▸ **Supplied text**

Start

I saw a two-page ad in the Rocky Mountain News this week about some new miracle heater called the ‘Amish Heat Surge‘ and it fell into the category of things that sounded to me to be ‘just a little fishy’. Later I saw a commercial for the same product. Sure enough, after doing some calculations, I figured out that this is just a scam to overcharge people for a cheap electric heater made in China. Searching the Internet, I found a few unhappy customers who fell for it. Even though the heaters are ‘free’, you pay $298 for the ‘Amish authentic wood mantles’ that enclose them. In reality, there’s no reason to wrap an electric heater with a wooden box or mantle. It also has some sort of fake fire effect. Oh, and shipping costs $50 EACH. And they’ll stick you with an extended warranty for $28 each. So for around $770, you’d get a pair of heaters that do the same thing as a pair of $27 electric heaters you can pick up at Wal-Mart.

End

▸ **Material provided**
Start

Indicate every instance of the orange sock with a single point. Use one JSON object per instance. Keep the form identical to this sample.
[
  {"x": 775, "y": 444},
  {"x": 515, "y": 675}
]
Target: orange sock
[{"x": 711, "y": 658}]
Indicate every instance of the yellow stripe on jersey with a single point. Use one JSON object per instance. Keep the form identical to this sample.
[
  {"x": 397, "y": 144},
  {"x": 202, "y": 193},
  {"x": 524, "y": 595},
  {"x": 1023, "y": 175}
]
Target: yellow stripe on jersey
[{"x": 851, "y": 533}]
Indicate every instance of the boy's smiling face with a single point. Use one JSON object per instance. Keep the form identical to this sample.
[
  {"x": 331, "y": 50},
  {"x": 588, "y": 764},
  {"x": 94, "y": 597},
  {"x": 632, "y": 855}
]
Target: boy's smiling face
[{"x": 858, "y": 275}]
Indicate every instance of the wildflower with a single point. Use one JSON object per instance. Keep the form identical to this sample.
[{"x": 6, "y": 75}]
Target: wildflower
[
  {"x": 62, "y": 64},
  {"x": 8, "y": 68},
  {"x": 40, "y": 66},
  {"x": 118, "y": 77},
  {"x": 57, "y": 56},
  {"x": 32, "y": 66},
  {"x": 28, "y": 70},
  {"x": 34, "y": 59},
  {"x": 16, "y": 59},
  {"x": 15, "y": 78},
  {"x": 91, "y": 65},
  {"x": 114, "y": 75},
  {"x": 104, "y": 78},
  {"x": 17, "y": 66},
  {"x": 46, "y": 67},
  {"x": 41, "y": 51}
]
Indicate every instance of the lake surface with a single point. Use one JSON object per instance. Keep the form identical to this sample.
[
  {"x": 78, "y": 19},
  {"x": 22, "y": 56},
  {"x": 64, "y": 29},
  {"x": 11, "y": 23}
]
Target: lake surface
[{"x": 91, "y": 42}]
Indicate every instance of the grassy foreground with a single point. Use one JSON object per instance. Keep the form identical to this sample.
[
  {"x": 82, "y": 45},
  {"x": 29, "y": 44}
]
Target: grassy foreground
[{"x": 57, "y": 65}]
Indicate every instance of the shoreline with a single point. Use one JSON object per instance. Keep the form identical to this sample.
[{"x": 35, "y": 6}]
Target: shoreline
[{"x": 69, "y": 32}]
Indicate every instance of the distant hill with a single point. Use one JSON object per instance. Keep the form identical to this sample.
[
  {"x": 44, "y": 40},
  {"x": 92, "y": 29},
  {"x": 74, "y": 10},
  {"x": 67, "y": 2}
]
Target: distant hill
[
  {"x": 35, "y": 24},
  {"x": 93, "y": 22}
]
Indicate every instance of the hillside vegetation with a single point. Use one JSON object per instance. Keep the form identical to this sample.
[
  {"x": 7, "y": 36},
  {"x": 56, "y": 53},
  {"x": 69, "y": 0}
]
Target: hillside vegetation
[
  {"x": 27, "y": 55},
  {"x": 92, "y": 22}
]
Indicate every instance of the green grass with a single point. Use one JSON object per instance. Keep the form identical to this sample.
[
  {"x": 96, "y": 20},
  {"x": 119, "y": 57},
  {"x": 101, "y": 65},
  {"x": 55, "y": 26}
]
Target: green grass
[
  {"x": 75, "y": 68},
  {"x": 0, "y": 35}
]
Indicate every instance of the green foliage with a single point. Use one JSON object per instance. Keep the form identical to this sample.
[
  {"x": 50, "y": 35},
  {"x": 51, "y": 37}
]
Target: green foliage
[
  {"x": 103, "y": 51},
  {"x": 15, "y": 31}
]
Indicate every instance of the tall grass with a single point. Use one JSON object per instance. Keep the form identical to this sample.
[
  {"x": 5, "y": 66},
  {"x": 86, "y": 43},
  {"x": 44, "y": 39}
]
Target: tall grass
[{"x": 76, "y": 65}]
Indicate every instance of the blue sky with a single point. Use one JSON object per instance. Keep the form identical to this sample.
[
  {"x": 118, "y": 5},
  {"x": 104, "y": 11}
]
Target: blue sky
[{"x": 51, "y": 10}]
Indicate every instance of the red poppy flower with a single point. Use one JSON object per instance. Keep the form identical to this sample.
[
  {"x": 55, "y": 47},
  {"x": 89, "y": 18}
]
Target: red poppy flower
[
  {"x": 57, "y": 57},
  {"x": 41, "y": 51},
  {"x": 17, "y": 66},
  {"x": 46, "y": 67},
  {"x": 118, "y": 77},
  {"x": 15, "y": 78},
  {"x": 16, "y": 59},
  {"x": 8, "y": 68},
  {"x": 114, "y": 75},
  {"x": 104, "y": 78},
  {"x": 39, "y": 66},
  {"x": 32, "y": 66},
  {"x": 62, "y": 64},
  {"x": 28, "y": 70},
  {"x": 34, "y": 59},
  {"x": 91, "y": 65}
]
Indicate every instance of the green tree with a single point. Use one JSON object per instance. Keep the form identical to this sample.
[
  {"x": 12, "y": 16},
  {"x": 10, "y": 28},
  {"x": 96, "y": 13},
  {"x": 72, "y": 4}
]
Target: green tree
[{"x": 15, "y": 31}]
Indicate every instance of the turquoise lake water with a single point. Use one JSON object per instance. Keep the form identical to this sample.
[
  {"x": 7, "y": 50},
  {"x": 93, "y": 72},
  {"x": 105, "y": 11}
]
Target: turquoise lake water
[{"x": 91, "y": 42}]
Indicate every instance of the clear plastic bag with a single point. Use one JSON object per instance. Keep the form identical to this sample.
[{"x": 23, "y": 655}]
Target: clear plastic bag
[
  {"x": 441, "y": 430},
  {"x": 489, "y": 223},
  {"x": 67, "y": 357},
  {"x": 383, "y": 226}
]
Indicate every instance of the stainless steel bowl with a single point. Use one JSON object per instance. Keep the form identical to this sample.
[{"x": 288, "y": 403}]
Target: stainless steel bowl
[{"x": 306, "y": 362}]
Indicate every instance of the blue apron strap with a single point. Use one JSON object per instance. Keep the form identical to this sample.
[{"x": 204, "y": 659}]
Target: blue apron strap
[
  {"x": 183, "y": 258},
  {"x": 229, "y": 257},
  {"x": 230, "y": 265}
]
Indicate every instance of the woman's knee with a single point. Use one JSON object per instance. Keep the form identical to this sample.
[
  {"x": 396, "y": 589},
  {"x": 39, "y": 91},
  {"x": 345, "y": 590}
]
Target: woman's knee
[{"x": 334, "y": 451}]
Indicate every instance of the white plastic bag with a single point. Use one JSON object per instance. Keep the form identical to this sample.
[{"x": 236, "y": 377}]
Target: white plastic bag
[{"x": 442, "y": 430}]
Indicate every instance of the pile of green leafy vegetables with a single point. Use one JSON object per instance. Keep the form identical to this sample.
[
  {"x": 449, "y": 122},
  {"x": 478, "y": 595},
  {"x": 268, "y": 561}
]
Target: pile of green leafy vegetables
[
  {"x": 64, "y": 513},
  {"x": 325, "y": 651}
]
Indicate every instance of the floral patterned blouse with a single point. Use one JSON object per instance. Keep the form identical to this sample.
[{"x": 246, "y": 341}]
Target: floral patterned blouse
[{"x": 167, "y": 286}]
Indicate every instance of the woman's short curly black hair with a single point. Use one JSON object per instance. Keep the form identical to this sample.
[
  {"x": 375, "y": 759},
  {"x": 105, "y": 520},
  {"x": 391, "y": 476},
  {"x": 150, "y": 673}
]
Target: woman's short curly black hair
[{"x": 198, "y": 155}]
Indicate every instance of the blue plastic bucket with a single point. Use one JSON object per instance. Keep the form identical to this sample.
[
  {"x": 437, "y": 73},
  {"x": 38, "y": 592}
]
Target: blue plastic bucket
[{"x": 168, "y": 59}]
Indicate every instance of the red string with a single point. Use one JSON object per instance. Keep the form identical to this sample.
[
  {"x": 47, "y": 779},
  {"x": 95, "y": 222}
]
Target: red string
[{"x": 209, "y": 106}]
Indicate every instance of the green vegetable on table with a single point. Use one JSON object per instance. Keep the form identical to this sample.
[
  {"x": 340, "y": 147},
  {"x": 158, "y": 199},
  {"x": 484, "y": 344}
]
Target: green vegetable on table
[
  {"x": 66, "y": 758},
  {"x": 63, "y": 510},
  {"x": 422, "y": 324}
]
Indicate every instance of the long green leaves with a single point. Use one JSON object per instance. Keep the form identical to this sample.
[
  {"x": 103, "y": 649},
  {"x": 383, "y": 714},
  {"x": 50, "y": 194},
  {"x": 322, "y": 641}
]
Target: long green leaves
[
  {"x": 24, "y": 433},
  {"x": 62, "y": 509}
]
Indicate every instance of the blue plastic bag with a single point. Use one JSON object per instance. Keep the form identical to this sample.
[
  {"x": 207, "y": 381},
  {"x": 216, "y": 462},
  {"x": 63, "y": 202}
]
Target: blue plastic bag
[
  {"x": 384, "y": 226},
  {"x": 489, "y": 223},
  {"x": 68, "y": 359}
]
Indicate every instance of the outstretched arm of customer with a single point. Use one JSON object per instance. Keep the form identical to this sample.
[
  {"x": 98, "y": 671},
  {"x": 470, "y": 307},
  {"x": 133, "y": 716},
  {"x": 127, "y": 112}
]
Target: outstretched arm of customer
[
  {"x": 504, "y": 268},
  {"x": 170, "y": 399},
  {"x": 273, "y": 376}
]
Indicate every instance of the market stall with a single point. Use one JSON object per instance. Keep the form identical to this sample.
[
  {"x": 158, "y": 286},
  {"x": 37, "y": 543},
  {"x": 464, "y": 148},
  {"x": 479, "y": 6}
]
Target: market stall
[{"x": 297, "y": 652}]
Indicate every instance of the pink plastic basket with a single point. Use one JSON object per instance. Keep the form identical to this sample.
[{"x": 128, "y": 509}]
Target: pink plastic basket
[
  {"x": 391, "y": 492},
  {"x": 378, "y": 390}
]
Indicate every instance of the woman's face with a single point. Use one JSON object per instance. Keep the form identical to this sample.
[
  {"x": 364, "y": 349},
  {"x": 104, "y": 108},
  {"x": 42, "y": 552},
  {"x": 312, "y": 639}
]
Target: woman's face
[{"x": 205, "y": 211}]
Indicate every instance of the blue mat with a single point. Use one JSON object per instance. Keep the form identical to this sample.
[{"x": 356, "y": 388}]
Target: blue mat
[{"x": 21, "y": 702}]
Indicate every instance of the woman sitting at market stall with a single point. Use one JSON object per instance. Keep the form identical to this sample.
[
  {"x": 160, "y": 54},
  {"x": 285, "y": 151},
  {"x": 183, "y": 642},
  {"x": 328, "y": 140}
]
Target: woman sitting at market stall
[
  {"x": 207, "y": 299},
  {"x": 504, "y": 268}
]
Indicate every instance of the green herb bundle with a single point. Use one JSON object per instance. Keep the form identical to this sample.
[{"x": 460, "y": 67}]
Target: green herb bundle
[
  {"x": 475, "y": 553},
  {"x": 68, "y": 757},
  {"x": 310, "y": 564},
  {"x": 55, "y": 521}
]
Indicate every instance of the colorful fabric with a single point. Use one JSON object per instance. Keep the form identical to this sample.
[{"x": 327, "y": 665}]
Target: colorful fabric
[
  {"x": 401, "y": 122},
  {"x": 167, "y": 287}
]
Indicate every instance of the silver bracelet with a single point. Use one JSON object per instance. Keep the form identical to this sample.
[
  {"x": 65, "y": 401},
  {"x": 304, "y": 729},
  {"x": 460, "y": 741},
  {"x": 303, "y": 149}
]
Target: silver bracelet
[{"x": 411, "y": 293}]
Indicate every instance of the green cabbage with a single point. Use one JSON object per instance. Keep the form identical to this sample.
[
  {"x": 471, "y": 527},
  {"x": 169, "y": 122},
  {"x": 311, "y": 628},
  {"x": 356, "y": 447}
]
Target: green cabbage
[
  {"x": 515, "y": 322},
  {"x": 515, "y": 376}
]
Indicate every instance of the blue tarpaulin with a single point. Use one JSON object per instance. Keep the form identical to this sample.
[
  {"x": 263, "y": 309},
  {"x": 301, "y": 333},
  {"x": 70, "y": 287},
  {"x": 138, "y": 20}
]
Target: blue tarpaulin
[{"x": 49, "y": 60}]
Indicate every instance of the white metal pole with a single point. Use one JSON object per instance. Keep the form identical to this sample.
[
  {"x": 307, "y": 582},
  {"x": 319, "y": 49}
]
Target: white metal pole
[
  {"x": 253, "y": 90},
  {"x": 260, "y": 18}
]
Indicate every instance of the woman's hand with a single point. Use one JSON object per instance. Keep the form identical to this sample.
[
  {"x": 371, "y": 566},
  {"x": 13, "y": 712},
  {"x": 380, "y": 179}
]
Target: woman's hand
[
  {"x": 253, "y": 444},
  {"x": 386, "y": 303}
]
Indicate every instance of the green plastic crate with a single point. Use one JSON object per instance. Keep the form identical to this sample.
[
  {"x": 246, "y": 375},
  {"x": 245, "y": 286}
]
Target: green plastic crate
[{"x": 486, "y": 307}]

End

▸ **Work instructions**
• 1. Decide whether each statement below agrees with the Amish Heat Surge post. Answer yes or no and quote the deciding words from the post. (a) The writer first saw the ad in the Rocky Mountain News. (b) Shipping costs $50 for the pair of heaters. (c) The wooden mantles come free with the heaters.
• 2. Please write the next few sentences of the Amish Heat Surge post, picking up after its last sentence.

▸ **The results**
• 1.
(a) Yes: "I saw a two-page ad in the Rocky Mountain News this week"
(b) No: "Oh, and shipping costs $50 EACH."
(c) No: "Even though the heaters are ‘free’, you pay $298 for the ‘Amish authentic wood mantles’ that enclose them."

• 2.
A 5,119 BTU/hr heater generates about 1/20th the heat produced by a household furnace. It will draw 1.5 kW. For every hour this thing runs, it will cost about $.15 in electricity, which doesn’t sound like a lot, but over a 730 hour month, that adds up to an extra $108 on your electric bill. Electric resistive heat is the most expensive way to heat a house. It costs about twice as much per BTU as natural gas heat. Just to put it in another perspective, a 2,100 sq. ft. house in my home state of Colorado uses about 6 therms of natural gas a day in the coldest winter months. At the current gas price of $1.20 per therm, a typical gas bill is $216/month during the winter months. To heat your house to the same temperature with this electric heater, you’d need to have 5 of these heaters operating at the high setting 24 hours a day. The additional monthly charges on your electric bill for just the heaters would be $540!
The ad talks about only using it to heat zones, which can save on your heating bill, of course, but only at the expense of having some of the rooms in your home being uncomfortably chilly. And you can’t really completely turn off your central furnace without the risk of pipes freezing. In other words, if you put a heater like this in the room that has your furnace’s thermostat, and thus your furnace never comes on, you may freeze pipes in a remote part of the house.
The ad is full of high pressure sales nonsense, such as requiring a special savings code that expires in 48 hours, or you’d otherwise pay $587 each! There is a limit of 2 per household and they need to ‘turn away dealers’ because they can’t keep up with demand.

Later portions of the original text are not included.